## WORK INSTRUCTION
Would you transcribe each of the entries exactly, with nothing added or dropped?

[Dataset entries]
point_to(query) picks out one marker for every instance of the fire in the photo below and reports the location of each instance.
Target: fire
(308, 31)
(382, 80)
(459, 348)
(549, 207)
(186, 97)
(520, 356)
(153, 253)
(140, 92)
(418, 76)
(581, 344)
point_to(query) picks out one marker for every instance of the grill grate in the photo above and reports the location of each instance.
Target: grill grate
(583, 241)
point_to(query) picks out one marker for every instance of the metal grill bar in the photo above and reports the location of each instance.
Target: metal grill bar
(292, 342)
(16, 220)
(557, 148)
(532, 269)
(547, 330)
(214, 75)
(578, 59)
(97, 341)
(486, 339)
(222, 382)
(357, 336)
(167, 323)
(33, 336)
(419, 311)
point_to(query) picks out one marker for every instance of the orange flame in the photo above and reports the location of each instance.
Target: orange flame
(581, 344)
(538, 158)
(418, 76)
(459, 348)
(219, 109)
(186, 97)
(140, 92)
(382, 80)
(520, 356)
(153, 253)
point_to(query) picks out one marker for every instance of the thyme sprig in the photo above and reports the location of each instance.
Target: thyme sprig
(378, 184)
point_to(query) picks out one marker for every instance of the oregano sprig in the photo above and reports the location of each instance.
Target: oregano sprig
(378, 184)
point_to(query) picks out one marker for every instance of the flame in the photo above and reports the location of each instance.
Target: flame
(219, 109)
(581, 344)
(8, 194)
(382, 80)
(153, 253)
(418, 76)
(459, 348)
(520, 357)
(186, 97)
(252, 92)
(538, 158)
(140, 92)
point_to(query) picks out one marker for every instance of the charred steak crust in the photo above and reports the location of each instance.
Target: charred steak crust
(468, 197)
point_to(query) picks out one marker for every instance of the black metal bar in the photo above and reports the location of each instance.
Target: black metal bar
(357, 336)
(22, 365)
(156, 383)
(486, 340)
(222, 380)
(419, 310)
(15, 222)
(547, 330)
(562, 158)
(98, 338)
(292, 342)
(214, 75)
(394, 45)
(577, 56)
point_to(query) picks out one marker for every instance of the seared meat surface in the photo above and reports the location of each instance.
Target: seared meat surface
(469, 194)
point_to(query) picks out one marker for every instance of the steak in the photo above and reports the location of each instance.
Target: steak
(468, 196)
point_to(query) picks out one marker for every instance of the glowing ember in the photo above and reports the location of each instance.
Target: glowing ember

## REPLY TO THE TASK
point_to(query) picks out one marker for every instance of the fire in the photo below and reports the location of each instance.
Target: fire
(308, 31)
(382, 80)
(459, 348)
(549, 207)
(186, 97)
(520, 356)
(153, 253)
(140, 92)
(418, 76)
(581, 344)
point_to(query) picks out one marker for every instance of the grill grate in the photo above and reports the location of each instance.
Target: grill grate
(583, 241)
point_to(query) picks out one marker for every instance of the metal grill bar in the photo above and reports the location of each instance.
Target: metal grill bar
(292, 342)
(16, 220)
(557, 148)
(532, 269)
(547, 330)
(214, 75)
(578, 59)
(97, 341)
(486, 339)
(222, 382)
(357, 336)
(167, 323)
(33, 336)
(419, 311)
point_to(query) picks out one marker for every instance of the orange flame in the photo above and reports the location of each instance.
Target: orange flame
(581, 344)
(538, 158)
(418, 76)
(459, 348)
(219, 109)
(186, 97)
(140, 92)
(382, 80)
(520, 356)
(153, 253)
point_to(query) picks out one marker for every instance of the thyme sprig in the photo above and reports the location of each instance.
Target: thyme sprig
(378, 184)
point_to(query) picks out one marker for every instance of the oregano sprig in the photo above and reports the location of each instance.
Target: oregano sprig
(378, 184)
point_to(query) picks out one marker for every instance of the flame in the photo above and reports the location of each instance.
Target: flame
(219, 109)
(581, 344)
(8, 194)
(382, 80)
(153, 253)
(418, 76)
(459, 348)
(520, 357)
(186, 97)
(252, 92)
(538, 158)
(140, 92)
point_to(query) picks out one marker for every instance of the charred steak crust in the photo above and reports the location of each instance.
Target: charred steak crust
(468, 197)
point_to(query) picks out one marker for every instance of the black metal bar in the photo above and reports the location of each instance.
Target: black metal bar
(357, 336)
(22, 365)
(156, 383)
(486, 340)
(222, 380)
(419, 310)
(15, 222)
(547, 330)
(562, 158)
(98, 338)
(292, 342)
(214, 75)
(394, 45)
(577, 56)
point_to(query) picks out one marker for every instance of the seared meat surface in the photo above and reports the location of each instance.
Target: seared meat surface
(469, 194)
point_to(query) picks out one marker for every instance of the steak in the photo above and reports the location of each instance.
Target: steak
(468, 196)
point_to(query) picks out one marker for every instance of the glowing ember in the photo above and reports the location of each instance.
Target: glowing ember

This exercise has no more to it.